*Task instructions*.
1. Summarize the blog post in two sentences.
2. Write what follows in the blog post about the Sci-Fi Expo and the writer's goals, starting after its final sentence.

*Document text*.
_____

Sci-Fi Expo 2013

I volunteered for the Official Pix team again for their Sci-Fi Expo.  It was a great show.  I got to meet many wonderful celebraties who were all too happy to take time with each fan and even engage my kiddos in coversation about who they were and if they were enjoying the show.  I got a few signed photos and a picture with Mr. Avery Brooks, Capt. Sisko of Star Trek: Deep Space 9.  Such a great guy, and the second Star Trek captain on my wall.  William Shatner is scheduled to be in town for hte May show, so I am hoping to make that number three.

What’s important?

Apparently, to make goals more achievable they have to be specific, measureable, written and you need to be accountable.  That is what this entry is about for me.  I don’t like making New Year’s resolutions.  I’ll make some experience objectives that are important to me.  I know it is just semantics, but it works for me.  For a start date, the Chinese New Year is arbitrary enough and starts on February 10th.  In the coming year I am going to (in no particular order of importance):

  1. Meet more celebrities.  This is pretty easy since it only requires me to get to more genre conventions. I can’t call them “comic conventions” since there might be comics, but there will also be toys, science fiction and fantasy, written and filmed, games, etc.  The really need a new name. The push: I will attend all the conventions put on at the Irving Conventions Center and at least one outside the DFW area.

_____

(Position identification records)
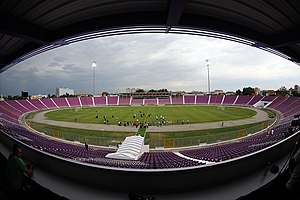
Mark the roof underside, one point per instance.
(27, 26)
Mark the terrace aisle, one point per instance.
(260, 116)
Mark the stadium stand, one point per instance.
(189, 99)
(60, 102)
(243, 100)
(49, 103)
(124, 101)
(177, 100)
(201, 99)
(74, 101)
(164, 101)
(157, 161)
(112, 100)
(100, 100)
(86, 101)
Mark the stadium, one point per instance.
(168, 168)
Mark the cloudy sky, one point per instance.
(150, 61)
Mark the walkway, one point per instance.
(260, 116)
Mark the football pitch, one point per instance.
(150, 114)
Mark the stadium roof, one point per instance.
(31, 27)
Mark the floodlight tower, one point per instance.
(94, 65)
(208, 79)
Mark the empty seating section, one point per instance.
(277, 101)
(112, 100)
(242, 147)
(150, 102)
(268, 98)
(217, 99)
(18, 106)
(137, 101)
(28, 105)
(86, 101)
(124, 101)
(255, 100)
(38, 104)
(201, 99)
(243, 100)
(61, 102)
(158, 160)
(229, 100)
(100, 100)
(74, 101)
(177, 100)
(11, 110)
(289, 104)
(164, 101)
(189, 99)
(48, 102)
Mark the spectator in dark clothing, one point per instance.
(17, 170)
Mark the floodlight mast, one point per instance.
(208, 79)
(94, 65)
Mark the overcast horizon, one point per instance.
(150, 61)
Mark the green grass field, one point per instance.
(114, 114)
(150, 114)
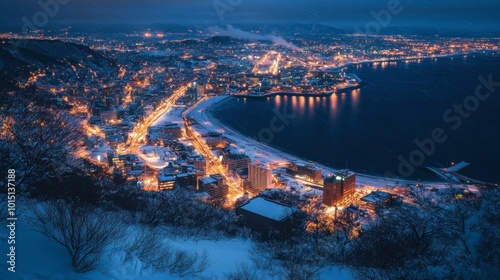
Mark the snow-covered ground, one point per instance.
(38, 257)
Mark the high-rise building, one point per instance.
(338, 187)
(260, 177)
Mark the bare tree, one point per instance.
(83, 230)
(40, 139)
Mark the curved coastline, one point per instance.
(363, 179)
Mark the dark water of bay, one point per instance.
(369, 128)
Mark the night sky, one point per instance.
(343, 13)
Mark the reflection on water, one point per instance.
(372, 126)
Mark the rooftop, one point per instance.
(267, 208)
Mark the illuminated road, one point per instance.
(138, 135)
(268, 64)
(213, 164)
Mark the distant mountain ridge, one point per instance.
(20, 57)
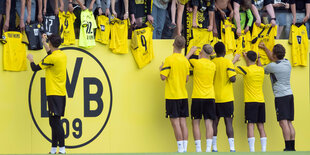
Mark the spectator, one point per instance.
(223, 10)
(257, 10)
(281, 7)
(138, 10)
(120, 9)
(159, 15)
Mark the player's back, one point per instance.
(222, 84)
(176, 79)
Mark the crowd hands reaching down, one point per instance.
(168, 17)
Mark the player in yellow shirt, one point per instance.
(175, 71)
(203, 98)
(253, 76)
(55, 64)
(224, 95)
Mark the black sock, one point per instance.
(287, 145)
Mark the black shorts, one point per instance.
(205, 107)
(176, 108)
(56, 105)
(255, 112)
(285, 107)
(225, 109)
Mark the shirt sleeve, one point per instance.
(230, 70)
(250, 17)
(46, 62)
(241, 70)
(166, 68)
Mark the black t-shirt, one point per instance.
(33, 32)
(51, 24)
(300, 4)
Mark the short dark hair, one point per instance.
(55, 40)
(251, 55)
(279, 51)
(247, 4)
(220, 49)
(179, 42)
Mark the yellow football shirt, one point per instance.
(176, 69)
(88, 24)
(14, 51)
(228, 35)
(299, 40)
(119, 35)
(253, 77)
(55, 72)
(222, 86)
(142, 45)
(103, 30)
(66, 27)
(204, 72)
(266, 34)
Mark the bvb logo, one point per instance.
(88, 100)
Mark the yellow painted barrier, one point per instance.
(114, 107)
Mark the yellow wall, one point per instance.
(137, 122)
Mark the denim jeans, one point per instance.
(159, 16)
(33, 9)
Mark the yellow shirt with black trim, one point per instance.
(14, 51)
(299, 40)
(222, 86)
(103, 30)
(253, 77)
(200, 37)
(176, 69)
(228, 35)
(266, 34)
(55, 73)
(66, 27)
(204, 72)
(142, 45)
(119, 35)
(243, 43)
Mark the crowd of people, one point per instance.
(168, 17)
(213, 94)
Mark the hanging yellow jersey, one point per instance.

_____

*Task-by-task outputs*.
1. The writer volunteered with the Official Pix team at Sci-Fi Expo 2013, met friendly celebrities, and got signed photos and a picture with Avery Brooks, with hopes of meeting William Shatner at the May show. The writer then sets specific experience objectives beginning with the Chinese New Year, the first being to meet more celebrities by attending all the conventions at the Irving center and at least one outside the DFW area.

2.
  2. Sew more.  I enjoyed the near mental breakdown of trying to assemble something that have vague instructions.  My poor wife, being an introvert, assumes my cussing, fussing, grumbling and exasperation are signs I am not enjoying myself.  You’d think after 14 years of marriage she’d know.  This is too vague of course, so I will complete AT LEAST three of these:
    • Revised Voyager jumper
    • Star Trek: Next Generation uniform
    • DS9/Nemesis uniform
    • Star Trek Original Series uniform  (all in science blue/green of course)
    • Battlestar Galactica original viper pilot
    • Battlestar Galactica recent bridge officer
    • Old West Sherriff
    • Ren Faire garb
    • A contemporary suit
    • A contemporary shirt
    • The push: I know of at least two people who are photographers.  I will complete a photo shoot in one of these outfits. 
  3. Date my wife more.  I do pretty well with this, but I need to make sure we get time weekly.  Not just going out since that would make me poor in a hurry, but separating ourselves from the kiddos for at least an hour.  We have a 12 year old and a TV.  I’m sure they can manage.  The push: put it on the calendar with reminders.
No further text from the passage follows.